## Description of the task
Restate the full set of records exactly, without adding or dropping a word.

## Data in this exercise
= = =

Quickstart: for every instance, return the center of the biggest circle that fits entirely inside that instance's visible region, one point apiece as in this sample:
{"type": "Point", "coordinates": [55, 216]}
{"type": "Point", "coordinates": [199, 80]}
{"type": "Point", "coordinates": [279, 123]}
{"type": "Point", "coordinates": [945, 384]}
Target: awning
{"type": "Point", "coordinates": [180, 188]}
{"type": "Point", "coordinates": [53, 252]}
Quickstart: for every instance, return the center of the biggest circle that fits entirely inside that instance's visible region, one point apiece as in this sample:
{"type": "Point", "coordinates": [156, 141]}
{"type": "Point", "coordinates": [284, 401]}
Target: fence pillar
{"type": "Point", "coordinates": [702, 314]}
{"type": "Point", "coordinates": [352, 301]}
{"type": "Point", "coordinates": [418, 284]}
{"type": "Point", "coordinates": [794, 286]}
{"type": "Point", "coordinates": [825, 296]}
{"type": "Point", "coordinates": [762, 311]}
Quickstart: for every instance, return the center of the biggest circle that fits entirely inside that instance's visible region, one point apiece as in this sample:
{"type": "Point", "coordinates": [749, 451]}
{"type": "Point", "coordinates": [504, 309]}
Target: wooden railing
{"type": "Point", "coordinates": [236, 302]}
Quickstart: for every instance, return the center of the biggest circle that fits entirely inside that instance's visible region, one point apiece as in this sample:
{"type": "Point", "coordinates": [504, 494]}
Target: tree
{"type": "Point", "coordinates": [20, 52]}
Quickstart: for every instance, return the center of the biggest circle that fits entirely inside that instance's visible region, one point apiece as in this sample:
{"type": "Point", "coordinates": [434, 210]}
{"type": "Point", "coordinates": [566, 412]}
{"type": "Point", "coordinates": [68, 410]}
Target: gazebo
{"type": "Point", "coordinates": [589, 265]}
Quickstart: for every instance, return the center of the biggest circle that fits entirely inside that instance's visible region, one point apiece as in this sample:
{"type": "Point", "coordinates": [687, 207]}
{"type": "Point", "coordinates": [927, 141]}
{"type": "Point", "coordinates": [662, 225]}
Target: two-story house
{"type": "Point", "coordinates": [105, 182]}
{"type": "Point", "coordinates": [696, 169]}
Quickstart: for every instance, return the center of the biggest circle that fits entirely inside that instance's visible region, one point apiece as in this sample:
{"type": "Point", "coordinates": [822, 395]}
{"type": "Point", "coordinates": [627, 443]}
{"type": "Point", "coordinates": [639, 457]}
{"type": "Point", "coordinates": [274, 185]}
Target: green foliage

= = =

## Reply
Quickstart: for every instance, return the center of the biggest circle that fits entirely inside that instance's visible region, one point apiece as in this sample:
{"type": "Point", "coordinates": [55, 216]}
{"type": "Point", "coordinates": [199, 80]}
{"type": "Point", "coordinates": [279, 123]}
{"type": "Point", "coordinates": [945, 384]}
Target: awning
{"type": "Point", "coordinates": [180, 188]}
{"type": "Point", "coordinates": [53, 252]}
Quickstart: for every instance, return the center of the biggest circle that fits entirely inside that instance's visible region, one point apiece as in this sample:
{"type": "Point", "coordinates": [156, 141]}
{"type": "Point", "coordinates": [284, 401]}
Target: fence pillar
{"type": "Point", "coordinates": [702, 314]}
{"type": "Point", "coordinates": [352, 301]}
{"type": "Point", "coordinates": [418, 284]}
{"type": "Point", "coordinates": [794, 286]}
{"type": "Point", "coordinates": [825, 296]}
{"type": "Point", "coordinates": [762, 311]}
Quickstart: for every instance, return the center of the biggest circle that fits entirely inside that instance's visible region, one point apiece as in this sample:
{"type": "Point", "coordinates": [749, 451]}
{"type": "Point", "coordinates": [504, 309]}
Target: wooden railing
{"type": "Point", "coordinates": [236, 302]}
Quickstart: for every instance, return the center of the biggest circle that fits entirely inside that instance's visible region, one point apiece as in this sample:
{"type": "Point", "coordinates": [504, 494]}
Target: tree
{"type": "Point", "coordinates": [20, 52]}
Quickstart: for every instance, return the center of the biggest circle that fits entirely inside that instance's visible region, one point apiece as in this sample:
{"type": "Point", "coordinates": [434, 210]}
{"type": "Point", "coordinates": [566, 412]}
{"type": "Point", "coordinates": [68, 410]}
Target: gazebo
{"type": "Point", "coordinates": [589, 265]}
Quickstart: for every instance, return the center of the biggest circle that fits entirely inside that instance's visible region, one point apiece as in this sample:
{"type": "Point", "coordinates": [687, 207]}
{"type": "Point", "coordinates": [927, 141]}
{"type": "Point", "coordinates": [662, 225]}
Target: two-story house
{"type": "Point", "coordinates": [105, 182]}
{"type": "Point", "coordinates": [696, 169]}
Quickstart: for every instance, return the center of the biggest circle that fits entirely inside that instance's visible region, one point apiece as in this sample:
{"type": "Point", "coordinates": [822, 395]}
{"type": "Point", "coordinates": [627, 443]}
{"type": "Point", "coordinates": [639, 457]}
{"type": "Point", "coordinates": [274, 185]}
Target: green foliage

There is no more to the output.